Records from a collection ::

________

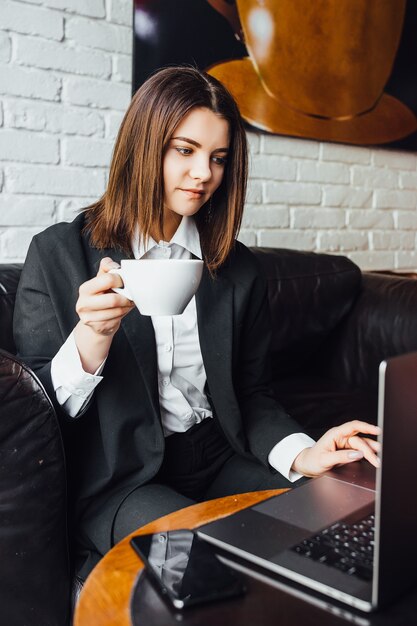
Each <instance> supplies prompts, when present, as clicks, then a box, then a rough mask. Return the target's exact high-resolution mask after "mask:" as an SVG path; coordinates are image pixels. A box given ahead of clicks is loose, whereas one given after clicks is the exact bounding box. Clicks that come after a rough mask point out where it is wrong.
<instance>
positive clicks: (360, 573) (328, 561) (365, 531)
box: [292, 514, 375, 580]
mask: <svg viewBox="0 0 417 626" xmlns="http://www.w3.org/2000/svg"><path fill="white" fill-rule="evenodd" d="M374 531H375V516H374V515H373V514H372V515H368V516H367V517H365V518H364V519H361V520H360V521H358V522H355V523H353V524H347V523H344V522H337V523H336V524H333V525H332V526H330V527H329V528H325V529H324V530H322V531H321V532H319V533H318V534H317V535H313V536H311V537H309V538H308V539H304V540H303V541H301V542H300V543H299V544H297V545H296V546H294V547H293V548H292V550H293V551H294V552H297V554H300V555H302V556H305V557H307V558H309V559H313V560H314V561H319V562H320V563H325V564H326V565H329V566H331V567H336V568H337V569H339V570H341V571H342V572H345V573H346V574H349V575H351V576H356V577H358V578H361V579H362V580H371V579H372V563H373V556H374Z"/></svg>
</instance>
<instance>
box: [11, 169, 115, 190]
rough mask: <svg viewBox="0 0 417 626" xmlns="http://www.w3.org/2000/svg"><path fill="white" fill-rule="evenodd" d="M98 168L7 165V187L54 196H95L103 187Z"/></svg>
mask: <svg viewBox="0 0 417 626" xmlns="http://www.w3.org/2000/svg"><path fill="white" fill-rule="evenodd" d="M104 184H105V177H104V172H103V171H102V170H91V169H88V170H85V169H82V168H75V167H73V168H69V167H67V168H63V167H56V166H55V167H53V166H50V167H44V166H41V165H39V166H34V165H27V166H25V167H24V166H20V167H18V166H10V167H8V168H7V178H6V186H7V191H9V192H12V193H29V194H42V195H54V196H72V195H77V196H80V197H81V196H87V197H91V196H96V197H99V196H101V194H102V193H103V191H104Z"/></svg>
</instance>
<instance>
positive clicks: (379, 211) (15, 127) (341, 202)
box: [0, 0, 417, 268]
mask: <svg viewBox="0 0 417 626" xmlns="http://www.w3.org/2000/svg"><path fill="white" fill-rule="evenodd" d="M131 20H132V0H0V262H6V261H17V260H23V259H24V256H25V254H26V250H27V246H28V245H29V242H30V239H31V237H32V236H33V234H34V233H36V232H38V231H40V230H42V229H43V228H45V227H46V226H48V225H49V224H52V223H54V222H58V221H61V220H70V219H72V218H73V217H74V215H75V213H76V211H77V209H78V208H80V207H82V206H83V205H86V204H88V203H90V202H92V201H93V200H95V199H96V198H97V197H98V196H99V195H100V194H101V193H102V192H103V190H104V187H105V183H106V176H107V172H108V164H109V160H110V157H111V151H112V147H113V142H114V139H115V137H116V134H117V130H118V127H119V125H120V122H121V119H122V116H123V111H124V110H125V109H126V107H127V105H128V102H129V99H130V81H131V73H132V64H131V46H132V36H131ZM248 136H249V142H250V148H251V176H250V181H249V188H248V196H247V205H246V209H245V214H244V219H243V223H242V231H241V235H240V238H241V240H242V241H244V242H245V243H247V244H249V245H263V246H281V247H291V248H299V249H305V250H318V251H328V252H334V253H337V254H338V253H340V254H347V255H348V256H350V257H351V258H352V259H353V260H354V261H356V262H357V263H359V265H361V266H362V267H364V268H389V267H417V251H416V231H417V156H416V154H413V153H409V152H399V151H390V150H386V149H370V148H357V147H355V146H345V145H338V144H331V143H320V142H317V141H307V140H301V139H293V138H288V137H275V136H270V135H259V134H256V133H248Z"/></svg>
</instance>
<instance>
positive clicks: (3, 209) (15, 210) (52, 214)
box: [0, 194, 55, 226]
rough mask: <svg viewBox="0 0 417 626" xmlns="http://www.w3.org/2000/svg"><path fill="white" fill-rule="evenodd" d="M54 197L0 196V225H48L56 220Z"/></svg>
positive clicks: (9, 225)
mask: <svg viewBox="0 0 417 626" xmlns="http://www.w3.org/2000/svg"><path fill="white" fill-rule="evenodd" d="M54 214H55V201H54V199H53V198H47V197H44V198H38V197H34V198H31V197H30V196H18V195H6V194H1V196H0V226H31V225H35V224H36V225H45V226H48V225H49V224H52V222H53V221H54Z"/></svg>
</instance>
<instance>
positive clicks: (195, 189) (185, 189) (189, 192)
mask: <svg viewBox="0 0 417 626" xmlns="http://www.w3.org/2000/svg"><path fill="white" fill-rule="evenodd" d="M180 191H183V192H184V193H185V194H186V195H187V196H188V197H189V198H192V199H199V198H202V197H203V196H204V191H203V190H202V189H181V190H180Z"/></svg>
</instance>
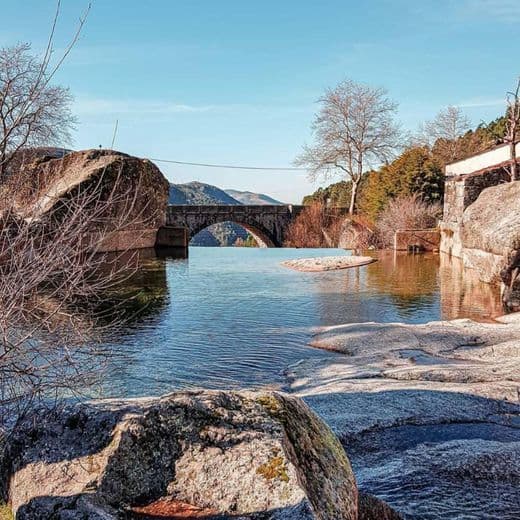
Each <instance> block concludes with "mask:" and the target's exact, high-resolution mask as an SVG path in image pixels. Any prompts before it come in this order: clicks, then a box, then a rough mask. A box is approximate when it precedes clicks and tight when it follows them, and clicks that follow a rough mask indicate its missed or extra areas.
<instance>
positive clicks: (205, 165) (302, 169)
mask: <svg viewBox="0 0 520 520" xmlns="http://www.w3.org/2000/svg"><path fill="white" fill-rule="evenodd" d="M150 161H155V162H165V163H170V164H182V165H184V166H202V167H204V168H226V169H232V170H268V171H300V172H303V171H307V170H306V168H291V167H288V166H282V167H280V168H275V167H267V166H238V165H236V164H209V163H193V162H187V161H173V160H171V159H152V158H150Z"/></svg>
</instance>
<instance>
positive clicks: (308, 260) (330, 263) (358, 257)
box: [282, 256, 377, 272]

________

EXERCISE DIRECTIONS :: Lines above with the string "come" need to be found and copied.

EXERCISE RESULT ::
Each <instance> supplies prompts, when present, as clicks, then a box, then a rough mask. Return the target's exact high-resolution mask after "mask:" as an SVG path; coordinates are image pixels. A box given ahead of clicks is loose, whereas one given after clicks is the exact bounding box. Clicks that come after a rough mask point out where it is wrong.
Each <instance> block concludes with "mask:" and the target's exact, high-resolution mask as an SVG path in image pixels. Any prompts before it come in this order: clicks, then a box, then a rough mask. A box is approximate when it precedes clicks and tight when it follows them, and clicks that follow a rough mask indicate its missed or extra areas.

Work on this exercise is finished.